### TASKS TO PERFORM
[a] In the evolution notes, which fossil relative is paired with the whale?
[b] From the evolution notes, reproduce word for word everything from "Early hominins show" down to "test and interpretation.".

### EXCERPT PROVIDED
= Beginning of Section =
A bacterial population contains heritable variations caused by mutation. When an antibiotic is used, it acts as a selection pressure. Bacteria with resistance survive and reproduce, passing resistance to progeny. Repeated antibiotic exposure increases the frequency of resistant bacteria. This fits Darwin's idea of survival and reproduction of better-adapted variants.
Antibiotic resistance is an example of natural selection: resistant variants survive antibiotic treatment and multiply, while sensitive bacteria are eliminated.
Fossil discoveries often refine evolutionary relationships. Feathered dinosaur fossils strengthen the dinosaur-bird link. Hominin fossils such as Australopithecus, Homo habilis, Homo erectus and later Homo species help reconstruct human evolution, but new finds can create debate about ancestry, dating and whether fossils represent new species or variation within known species.
Examples include discoveries of feathered dinosaurs, new hominin fossils and debates over the exact branching pattern of human evolution.
The biological species concept emphasises interbreeding and reproductive isolation. Members of the same species share a gene pool, while barriers prevent regular gene flow with other species.
A species is a group of natural populations whose members can interbreed among themselves and produce fertile offspring, and are reproductively isolated from other such groups.
Early hominins show bipedal adaptations. Later forms show larger cranial capacity, reduced jaws and canines, improved hand use and tool-making. Dietary shifts included more varied food and later cooked food. Homo habilis had larger brain and tools, Homo erectus had still larger brain and likely used fire, and Homo sapiens developed advanced language, culture and symbolic behaviour.
Human evolution involved increase in brain size and cognitive ability, upright posture and bipedal locomotion, changes in skull and jaw, use of hands for tools, changes in dentition and diet, and development of language and culture.
Mirror self-recognition and problem-solving studies suggest self-awareness in some great apes, dolphins, elephants and certain birds. However, self-consciousness can be defined in different ways, so conclusions vary depending on the test and interpretation.
Evidence suggests that some animals show forms of self-awareness, though human self-consciousness is more complex.
These examples connect living forms with fossil relatives or ancient representatives used in evolutionary study. The exact ancestor-descendant relationship may not always be direct, but each fossil helps trace evolutionary history of the modern group.
Examples: horse - Eohippus; elephant - Moeritherium; whale - Pakicetus; bird - Archaeopteryx; human - Australopithecus; camel - Protylopus; dog - Hesperocyon; rhinoceros - Hyrachyus; crocodile - Deinosuchus; turtle - Proganochelys.
For exam preparation, choose familiar examples such as fish, frog, bird, mammal, flowering plant and cactus. Label visible structures and compare homologous or analogous features where relevant to evolution.
This is a practice activity rather than a factual question. Draw and label representative plants and animals, noting features useful for comparison such as body symmetry, limbs, leaves, flowers, roots and habitat adaptations.
From an ancestral seed-eating finch, different finch species evolved on different islands with different beak shapes and feeding habits. Some became insectivorous, some seed-eating and others adapted to different resources. This diversification from a common ancestor into many forms adapted to different ecological niches is adaptive radiation.
Darwin's finches on the Galapagos Islands are an example of adaptive radiation.
Adaptive radiation refers to diversification of one ancestral stock into several species adapted to different habitats or niches, such as Darwin's finches or Australian marsupials. Human evolution involved changes through several hominin forms, but it did not produce a large range of coexisting human species specialised for many different niches in the same sense.
No. Human evolution is not usually called adaptive radiation because it is mainly a linear and branching evolutionary history within hominins, not rapid diversification into many species occupying different ecological niches from a common ancestor.
A common sequence is Eohippus/Hyracotherium -> Mesohippus -> Merychippus -> Pliohippus -> Equus. Early horses were small forest browsers with several toes. Later forms became larger, adapted to grasslands, developed longer limbs for running, reduced side toes and evolved high-crowned teeth suited for grazing.
Horse evolution can be traced from small, multi-toed ancestors such as Eohippus to modern Equus, with increase in body size, lengthening of limbs, reduction of toes and changes in teeth for grazing.
= End of Section =
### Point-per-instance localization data
= Beginning of Section =
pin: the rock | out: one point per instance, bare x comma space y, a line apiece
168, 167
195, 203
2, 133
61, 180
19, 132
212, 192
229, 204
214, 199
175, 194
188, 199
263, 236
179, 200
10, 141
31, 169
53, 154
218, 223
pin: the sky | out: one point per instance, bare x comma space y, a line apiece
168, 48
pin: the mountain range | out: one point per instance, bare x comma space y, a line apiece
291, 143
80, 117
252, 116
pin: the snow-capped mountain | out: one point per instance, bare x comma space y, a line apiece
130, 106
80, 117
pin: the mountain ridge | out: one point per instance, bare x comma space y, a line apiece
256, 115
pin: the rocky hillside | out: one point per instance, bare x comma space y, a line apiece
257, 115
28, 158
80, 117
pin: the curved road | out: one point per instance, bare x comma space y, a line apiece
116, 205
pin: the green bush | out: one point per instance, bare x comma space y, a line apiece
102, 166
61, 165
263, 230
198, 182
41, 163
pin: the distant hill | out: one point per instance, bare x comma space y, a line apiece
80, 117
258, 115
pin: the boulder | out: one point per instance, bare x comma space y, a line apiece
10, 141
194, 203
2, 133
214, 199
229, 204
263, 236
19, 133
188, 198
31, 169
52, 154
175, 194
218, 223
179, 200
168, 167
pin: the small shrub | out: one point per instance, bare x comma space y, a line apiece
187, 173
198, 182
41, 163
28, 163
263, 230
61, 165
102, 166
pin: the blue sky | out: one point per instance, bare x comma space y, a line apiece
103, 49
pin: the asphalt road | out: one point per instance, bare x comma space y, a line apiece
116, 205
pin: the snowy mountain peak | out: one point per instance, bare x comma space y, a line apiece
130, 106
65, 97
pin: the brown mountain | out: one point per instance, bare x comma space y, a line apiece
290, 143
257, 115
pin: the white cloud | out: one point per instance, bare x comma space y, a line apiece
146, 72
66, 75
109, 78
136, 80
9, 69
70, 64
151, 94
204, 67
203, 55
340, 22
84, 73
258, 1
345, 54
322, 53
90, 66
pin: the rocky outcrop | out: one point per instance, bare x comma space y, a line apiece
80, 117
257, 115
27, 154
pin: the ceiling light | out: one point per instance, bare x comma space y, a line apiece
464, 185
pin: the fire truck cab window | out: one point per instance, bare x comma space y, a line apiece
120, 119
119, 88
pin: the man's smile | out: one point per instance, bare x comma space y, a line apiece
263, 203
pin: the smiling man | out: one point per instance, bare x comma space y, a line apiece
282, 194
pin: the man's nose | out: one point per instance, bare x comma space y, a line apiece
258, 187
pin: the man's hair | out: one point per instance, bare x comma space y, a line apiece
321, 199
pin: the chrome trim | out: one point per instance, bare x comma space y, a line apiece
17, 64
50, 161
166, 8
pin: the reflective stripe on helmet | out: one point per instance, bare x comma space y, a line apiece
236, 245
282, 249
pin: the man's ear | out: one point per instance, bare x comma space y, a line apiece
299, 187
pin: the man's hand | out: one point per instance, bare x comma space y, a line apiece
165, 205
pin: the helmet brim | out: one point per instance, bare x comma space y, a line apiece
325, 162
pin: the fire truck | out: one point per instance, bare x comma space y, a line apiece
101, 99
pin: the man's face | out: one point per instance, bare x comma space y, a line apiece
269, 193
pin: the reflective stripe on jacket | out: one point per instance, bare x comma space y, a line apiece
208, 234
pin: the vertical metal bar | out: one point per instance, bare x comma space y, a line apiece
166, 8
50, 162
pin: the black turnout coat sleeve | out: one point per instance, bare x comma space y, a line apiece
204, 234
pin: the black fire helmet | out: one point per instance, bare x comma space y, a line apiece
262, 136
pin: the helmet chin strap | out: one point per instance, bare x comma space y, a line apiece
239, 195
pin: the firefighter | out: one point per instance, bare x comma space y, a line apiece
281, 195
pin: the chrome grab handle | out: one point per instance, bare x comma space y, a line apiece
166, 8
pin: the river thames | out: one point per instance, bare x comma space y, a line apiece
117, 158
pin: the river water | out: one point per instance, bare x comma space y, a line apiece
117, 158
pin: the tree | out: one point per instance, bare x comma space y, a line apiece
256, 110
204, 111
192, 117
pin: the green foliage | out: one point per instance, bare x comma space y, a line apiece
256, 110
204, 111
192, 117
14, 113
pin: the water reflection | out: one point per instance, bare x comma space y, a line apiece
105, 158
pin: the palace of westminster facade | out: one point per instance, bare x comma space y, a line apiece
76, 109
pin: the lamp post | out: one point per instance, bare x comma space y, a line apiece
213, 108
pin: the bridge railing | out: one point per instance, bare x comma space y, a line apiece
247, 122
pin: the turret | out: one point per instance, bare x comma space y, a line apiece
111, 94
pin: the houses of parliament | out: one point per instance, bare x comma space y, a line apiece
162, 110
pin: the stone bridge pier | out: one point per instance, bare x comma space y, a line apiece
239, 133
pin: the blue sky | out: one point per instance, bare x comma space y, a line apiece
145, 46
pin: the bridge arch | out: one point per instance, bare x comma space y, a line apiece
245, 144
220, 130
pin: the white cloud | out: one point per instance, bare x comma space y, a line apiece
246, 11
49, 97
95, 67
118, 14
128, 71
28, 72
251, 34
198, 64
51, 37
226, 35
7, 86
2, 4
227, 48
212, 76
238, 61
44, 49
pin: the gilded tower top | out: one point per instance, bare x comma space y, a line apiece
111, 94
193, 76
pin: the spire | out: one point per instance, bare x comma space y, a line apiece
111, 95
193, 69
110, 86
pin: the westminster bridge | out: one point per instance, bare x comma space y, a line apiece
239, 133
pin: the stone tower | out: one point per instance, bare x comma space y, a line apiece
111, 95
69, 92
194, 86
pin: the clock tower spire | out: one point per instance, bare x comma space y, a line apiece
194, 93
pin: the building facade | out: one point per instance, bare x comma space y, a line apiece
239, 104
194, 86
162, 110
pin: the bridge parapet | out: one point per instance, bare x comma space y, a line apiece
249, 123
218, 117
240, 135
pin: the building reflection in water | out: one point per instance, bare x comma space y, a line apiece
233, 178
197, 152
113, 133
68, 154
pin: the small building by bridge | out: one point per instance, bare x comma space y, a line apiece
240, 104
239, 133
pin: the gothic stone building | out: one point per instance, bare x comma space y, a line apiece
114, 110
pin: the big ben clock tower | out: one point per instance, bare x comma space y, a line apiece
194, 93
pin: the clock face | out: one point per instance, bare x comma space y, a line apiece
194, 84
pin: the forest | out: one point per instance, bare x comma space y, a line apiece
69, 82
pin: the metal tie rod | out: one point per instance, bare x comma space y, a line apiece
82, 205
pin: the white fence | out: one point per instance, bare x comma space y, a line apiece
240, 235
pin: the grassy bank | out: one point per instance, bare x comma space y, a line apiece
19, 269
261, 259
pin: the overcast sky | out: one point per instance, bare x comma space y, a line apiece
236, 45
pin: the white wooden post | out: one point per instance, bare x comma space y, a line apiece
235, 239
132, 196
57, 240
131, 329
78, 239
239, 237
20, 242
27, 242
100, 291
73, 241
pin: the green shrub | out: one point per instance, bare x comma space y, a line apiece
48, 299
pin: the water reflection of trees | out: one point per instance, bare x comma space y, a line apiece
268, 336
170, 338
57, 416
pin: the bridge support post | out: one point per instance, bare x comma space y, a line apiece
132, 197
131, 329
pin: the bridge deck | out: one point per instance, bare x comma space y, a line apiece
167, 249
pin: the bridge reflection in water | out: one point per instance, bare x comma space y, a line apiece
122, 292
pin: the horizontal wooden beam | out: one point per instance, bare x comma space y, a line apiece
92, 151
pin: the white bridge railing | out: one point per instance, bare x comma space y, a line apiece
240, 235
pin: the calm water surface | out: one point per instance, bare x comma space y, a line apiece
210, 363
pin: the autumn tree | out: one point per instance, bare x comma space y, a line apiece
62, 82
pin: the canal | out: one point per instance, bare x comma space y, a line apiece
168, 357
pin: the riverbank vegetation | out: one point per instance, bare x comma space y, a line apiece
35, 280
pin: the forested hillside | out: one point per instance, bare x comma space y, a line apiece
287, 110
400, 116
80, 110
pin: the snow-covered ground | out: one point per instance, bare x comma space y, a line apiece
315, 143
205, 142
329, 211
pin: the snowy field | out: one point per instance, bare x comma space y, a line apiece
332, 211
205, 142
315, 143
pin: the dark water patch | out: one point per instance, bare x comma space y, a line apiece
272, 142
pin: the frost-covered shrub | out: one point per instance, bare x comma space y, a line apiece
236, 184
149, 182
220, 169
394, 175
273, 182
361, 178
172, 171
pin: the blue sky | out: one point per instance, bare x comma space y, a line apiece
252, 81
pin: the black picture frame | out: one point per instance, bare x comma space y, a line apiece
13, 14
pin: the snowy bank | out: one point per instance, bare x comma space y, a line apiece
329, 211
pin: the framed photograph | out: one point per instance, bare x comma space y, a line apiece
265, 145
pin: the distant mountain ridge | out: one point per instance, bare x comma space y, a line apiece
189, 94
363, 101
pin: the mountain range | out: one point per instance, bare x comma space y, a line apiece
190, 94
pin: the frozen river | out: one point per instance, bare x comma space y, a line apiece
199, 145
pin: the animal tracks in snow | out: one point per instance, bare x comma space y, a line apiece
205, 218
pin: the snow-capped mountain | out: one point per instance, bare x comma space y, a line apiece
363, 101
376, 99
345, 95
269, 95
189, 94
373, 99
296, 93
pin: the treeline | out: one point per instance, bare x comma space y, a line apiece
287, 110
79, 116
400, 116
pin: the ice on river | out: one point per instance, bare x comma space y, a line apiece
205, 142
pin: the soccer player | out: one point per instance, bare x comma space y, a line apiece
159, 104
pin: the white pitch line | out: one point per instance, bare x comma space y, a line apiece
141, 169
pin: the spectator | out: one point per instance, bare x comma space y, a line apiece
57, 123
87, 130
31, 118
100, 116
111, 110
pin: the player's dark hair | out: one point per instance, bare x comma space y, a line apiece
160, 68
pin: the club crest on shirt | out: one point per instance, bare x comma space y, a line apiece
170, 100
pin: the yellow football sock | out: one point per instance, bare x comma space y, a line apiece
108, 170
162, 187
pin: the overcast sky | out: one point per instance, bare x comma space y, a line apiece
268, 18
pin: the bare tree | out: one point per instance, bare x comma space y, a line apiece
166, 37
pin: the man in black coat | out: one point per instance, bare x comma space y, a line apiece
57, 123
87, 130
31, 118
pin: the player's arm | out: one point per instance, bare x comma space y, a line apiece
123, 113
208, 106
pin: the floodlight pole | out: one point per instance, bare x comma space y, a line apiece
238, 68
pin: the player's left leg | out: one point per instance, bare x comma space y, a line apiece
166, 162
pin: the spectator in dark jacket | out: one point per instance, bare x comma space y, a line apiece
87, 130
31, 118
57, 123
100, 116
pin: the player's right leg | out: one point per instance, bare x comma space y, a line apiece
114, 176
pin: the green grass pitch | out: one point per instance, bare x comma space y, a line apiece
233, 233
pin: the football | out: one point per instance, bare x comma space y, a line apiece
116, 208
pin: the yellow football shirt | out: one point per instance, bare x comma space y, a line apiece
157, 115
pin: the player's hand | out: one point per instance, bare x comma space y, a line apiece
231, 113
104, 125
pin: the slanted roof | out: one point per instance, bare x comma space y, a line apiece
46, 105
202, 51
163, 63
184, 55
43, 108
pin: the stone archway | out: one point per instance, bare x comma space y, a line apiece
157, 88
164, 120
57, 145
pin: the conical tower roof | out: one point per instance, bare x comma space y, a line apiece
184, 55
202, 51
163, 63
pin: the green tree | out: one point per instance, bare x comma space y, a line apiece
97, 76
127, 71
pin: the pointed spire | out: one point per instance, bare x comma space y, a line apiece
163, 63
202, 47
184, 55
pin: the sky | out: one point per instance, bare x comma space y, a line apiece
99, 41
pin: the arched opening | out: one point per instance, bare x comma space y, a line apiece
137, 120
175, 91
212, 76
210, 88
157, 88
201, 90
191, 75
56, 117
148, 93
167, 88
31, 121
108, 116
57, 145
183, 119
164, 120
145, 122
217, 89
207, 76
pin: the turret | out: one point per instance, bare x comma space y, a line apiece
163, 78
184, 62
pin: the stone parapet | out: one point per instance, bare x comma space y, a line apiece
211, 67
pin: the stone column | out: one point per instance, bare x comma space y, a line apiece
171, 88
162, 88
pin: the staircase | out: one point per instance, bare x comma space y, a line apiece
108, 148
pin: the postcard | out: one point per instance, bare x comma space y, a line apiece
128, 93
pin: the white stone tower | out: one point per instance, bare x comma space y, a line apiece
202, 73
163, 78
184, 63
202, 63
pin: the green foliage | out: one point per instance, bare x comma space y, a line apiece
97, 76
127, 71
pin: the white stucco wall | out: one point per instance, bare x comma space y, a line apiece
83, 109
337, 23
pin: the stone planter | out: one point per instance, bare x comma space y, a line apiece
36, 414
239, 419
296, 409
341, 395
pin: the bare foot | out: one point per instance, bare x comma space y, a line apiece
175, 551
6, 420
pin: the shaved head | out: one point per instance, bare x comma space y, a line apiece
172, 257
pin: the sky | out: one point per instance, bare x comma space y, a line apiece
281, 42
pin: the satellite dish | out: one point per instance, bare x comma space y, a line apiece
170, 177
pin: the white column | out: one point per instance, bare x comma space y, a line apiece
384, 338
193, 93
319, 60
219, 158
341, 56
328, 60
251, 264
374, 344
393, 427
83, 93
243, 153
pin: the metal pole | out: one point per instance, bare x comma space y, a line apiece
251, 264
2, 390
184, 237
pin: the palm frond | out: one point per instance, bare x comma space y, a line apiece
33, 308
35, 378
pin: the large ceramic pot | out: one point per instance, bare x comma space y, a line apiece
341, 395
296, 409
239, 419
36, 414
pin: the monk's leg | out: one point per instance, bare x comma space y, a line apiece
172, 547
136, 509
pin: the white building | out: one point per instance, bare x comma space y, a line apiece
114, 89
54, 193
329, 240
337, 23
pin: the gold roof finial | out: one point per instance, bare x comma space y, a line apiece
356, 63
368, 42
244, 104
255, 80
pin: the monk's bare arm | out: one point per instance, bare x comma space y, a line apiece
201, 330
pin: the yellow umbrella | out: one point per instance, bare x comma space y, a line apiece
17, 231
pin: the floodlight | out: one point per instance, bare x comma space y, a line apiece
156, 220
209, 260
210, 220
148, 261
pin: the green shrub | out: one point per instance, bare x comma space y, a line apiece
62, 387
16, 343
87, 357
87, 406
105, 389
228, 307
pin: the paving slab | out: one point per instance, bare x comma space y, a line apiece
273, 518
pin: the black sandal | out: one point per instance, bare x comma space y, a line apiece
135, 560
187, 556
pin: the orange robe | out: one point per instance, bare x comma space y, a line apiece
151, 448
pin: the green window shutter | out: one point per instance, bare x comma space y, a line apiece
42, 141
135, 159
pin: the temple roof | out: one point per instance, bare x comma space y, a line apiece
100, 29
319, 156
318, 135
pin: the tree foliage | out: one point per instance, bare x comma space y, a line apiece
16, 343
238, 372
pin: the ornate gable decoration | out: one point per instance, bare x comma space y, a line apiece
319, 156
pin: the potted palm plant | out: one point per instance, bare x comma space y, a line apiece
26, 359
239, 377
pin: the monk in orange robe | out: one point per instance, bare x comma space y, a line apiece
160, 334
= End of Section =
### RESPONSES TO THE EXERCISE
[a] Pakicetus

[b]
Early hominins show bipedal adaptations. Later forms show larger cranial capacity, reduced jaws and canines, improved hand use and tool-making. Dietary shifts included more varied food and later cooked food. Homo habilis had larger brain and tools, Homo erectus had still larger brain and likely used fire, and Homo sapiens developed advanced language, culture and symbolic behaviour.
Human evolution involved increase in brain size and cognitive ability, upright posture and bipedal locomotion, changes in skull and jaw, use of hands for tools, changes in dentition and diet, and development of language and culture.
Mirror self-recognition and problem-solving studies suggest self-awareness in some great apes, dolphins, elephants and certain birds. However, self-consciousness can be defined in different ways, so conclusions vary depending on the test and interpretation.